> _The problem_:
Word for word, restate the line containing "Query: riverbed" and all the lines that come after it in the entries below. Include nothing from before it.

> _Data for processing_:
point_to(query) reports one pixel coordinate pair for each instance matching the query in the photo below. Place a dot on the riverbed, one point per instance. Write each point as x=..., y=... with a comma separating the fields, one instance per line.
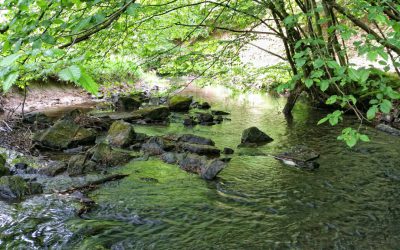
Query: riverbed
x=257, y=202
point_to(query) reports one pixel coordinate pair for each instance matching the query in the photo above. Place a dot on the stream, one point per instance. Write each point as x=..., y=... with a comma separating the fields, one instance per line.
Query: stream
x=257, y=202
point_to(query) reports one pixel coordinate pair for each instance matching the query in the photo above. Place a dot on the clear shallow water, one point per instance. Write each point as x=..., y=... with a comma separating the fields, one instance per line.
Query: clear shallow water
x=351, y=202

> _Finished exercise_:
Query: riverbed
x=257, y=202
point_to(query) reports one pixel coordinate pair for each instance matching the query in the photo above. Place a dot on the stream, one point per instance. Write each point as x=..., y=... with a comma separating the fields, one instance per line.
Query: stream
x=257, y=202
point_to(query) reports one pixel coordinate pair for each instance matching the query in the photo above. Place a dot on the clear shallow water, one point per instance. Write each point as x=..., y=... with a comma separating the fields, one instance per line.
Query: clear shallow water
x=351, y=202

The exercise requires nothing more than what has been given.